*SELECTION*.
########
20 days ago, I was typing a blog post on the same computer I sit at now, wondering what I would have to say on my second entry as this adventure comes to a close.

At two this morning, my A-watch friends and I set the Jib Tops’l, which involved going out on the bowsprit (the netting that extends out in front of the ship above the ocean) in pitch dark and four foot swells. Thanks the Junior Watch Officer (JWO) phase we are in, we had to develop and execute the plan for setting the sail independently (although our Mates are always there to supervise and intervene in case we get ourselves into a pickle).

If you had asked the Emily of 20 days ago whether or not she thought she would be/could be doing that, she would have said no. She was daunted by life aboard ship in the open ocean and how difficult basic tasks such as walking and showering can be before you find your sea legs. If I could tell that Emily a few things, it would be that seasickness abates, the ability to balance is mostly regained, and you will grow to appreciate the moments that make you doubt your ability to persevere.

Sailing across the Pacific is really a testament to the adage "it takes a village". There’s no way we could do it without each other. Over the course of this trip, we’ve built a wonderful community. While we may all be different in many ways, everyone brings something special to the table. I will forever cherish the memories of hot cocoa after dawn watch, singing sea shanties at the helm, having long conversations over buckets of  "zoop soup" using the "watch-brain" to piece together complicated sail-handing maneuvers, turning ship-wide clean-up into a musical medley, playing card games late into the night, and many other moments.
########
*DATASET*.
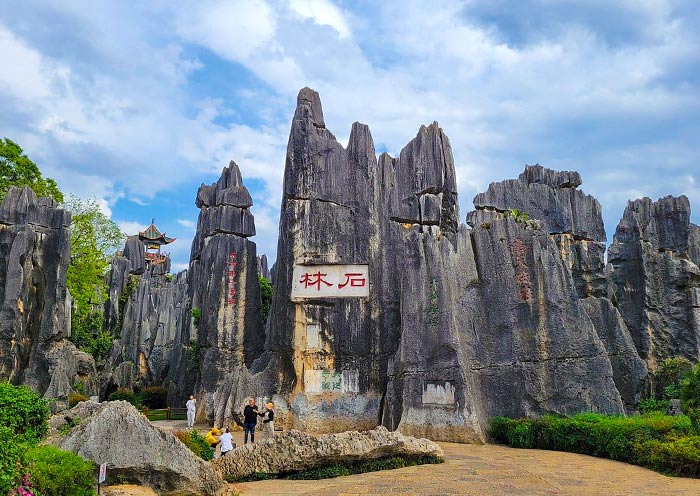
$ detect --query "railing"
[141,407,187,420]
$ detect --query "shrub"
[173,430,214,460]
[653,357,692,399]
[490,413,700,477]
[226,455,443,482]
[107,388,141,408]
[258,275,273,323]
[68,392,90,408]
[139,386,168,408]
[0,425,26,494]
[27,446,96,496]
[639,398,668,415]
[0,382,51,439]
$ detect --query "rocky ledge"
[212,427,444,480]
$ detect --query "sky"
[0,0,700,270]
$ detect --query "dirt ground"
[108,421,700,496]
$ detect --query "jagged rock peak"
[474,165,606,243]
[296,87,326,127]
[518,164,582,188]
[195,160,253,208]
[0,186,71,229]
[217,160,243,190]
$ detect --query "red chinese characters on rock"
[299,271,367,291]
[299,271,333,291]
[226,252,238,305]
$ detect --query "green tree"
[258,275,272,322]
[66,195,124,360]
[0,138,63,203]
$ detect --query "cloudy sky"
[0,0,700,269]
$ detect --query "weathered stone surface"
[382,226,485,443]
[608,196,700,370]
[472,217,624,422]
[212,427,444,479]
[167,161,269,425]
[581,296,648,412]
[49,401,225,495]
[468,165,647,410]
[474,165,606,242]
[0,187,95,400]
[124,236,146,275]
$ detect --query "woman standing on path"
[185,394,197,429]
[263,402,275,439]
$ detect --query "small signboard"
[292,265,369,299]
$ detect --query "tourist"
[243,398,263,444]
[185,394,197,429]
[263,402,275,439]
[219,427,234,456]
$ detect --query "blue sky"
[0,0,700,269]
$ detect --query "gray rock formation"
[467,165,647,409]
[212,427,444,480]
[178,162,265,425]
[48,401,226,495]
[0,187,96,401]
[241,88,623,441]
[101,236,190,396]
[608,196,700,369]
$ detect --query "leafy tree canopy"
[65,195,124,359]
[0,138,63,203]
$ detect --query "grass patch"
[226,455,444,482]
[491,413,700,478]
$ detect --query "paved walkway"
[236,443,700,496]
[150,421,700,496]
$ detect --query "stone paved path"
########
*GOAL*.
Copy everything in the sailing blog post from "If you had asked" down to "ability to persevere.". The lines play no part in what comes next.

*WRITTEN ANSWER*.
If you had asked the Emily of 20 days ago whether or not she thought she would be/could be doing that, she would have said no. She was daunted by life aboard ship in the open ocean and how difficult basic tasks such as walking and showering can be before you find your sea legs. If I could tell that Emily a few things, it would be that seasickness abates, the ability to balance is mostly regained, and you will grow to appreciate the moments that make you doubt your ability to persevere.